SET TASK
Reproduce each of the items below line for line, without changing a character.

INFORMATION GIVEN
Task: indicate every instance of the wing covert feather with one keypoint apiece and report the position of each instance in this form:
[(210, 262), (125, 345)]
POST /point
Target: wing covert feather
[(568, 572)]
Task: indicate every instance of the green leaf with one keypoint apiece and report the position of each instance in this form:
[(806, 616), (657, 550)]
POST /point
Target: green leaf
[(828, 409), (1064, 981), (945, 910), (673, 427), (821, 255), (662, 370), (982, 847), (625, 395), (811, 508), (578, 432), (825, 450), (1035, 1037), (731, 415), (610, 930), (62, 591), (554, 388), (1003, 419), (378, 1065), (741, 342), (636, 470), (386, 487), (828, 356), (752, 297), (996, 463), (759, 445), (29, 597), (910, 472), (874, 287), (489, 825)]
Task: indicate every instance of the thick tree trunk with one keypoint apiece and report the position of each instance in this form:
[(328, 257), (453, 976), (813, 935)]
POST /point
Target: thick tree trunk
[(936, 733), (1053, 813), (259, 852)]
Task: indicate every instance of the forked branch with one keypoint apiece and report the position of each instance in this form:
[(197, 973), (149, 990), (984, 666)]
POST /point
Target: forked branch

EXERCISE RESULT
Task: indicate every instance of the wing covert feather with one keypoint apiece and report the position of each instance in this form:
[(210, 262), (125, 345)]
POST /point
Target: wing covert feather
[(568, 572)]
Task: indicate every instance of the green leaf with one keypoint apiece and report the position of each instance in this form:
[(806, 616), (657, 550)]
POST /point
Target: green leaf
[(828, 409), (1064, 981), (945, 910), (673, 427), (821, 255), (662, 370), (982, 847), (625, 395), (811, 508), (578, 432), (825, 450), (1035, 1037), (731, 415), (610, 930), (62, 591), (554, 388), (1003, 419), (378, 1065), (741, 342), (636, 470), (386, 487), (828, 356), (752, 297), (996, 463), (759, 445), (29, 597), (910, 472), (874, 287), (489, 825)]
Task: indicate every instance of the thick tree trunk with one keypoint apiece and report the position of each instance in this form:
[(328, 257), (453, 976), (813, 935)]
POST /point
Target: thick tree trunk
[(936, 733), (1053, 813), (259, 852)]
Task: indicate every instance of the forked branch with one keypoint apiece and report the position of each instance in this form:
[(197, 973), (149, 990), (984, 666)]
POST /point
Target: forked branch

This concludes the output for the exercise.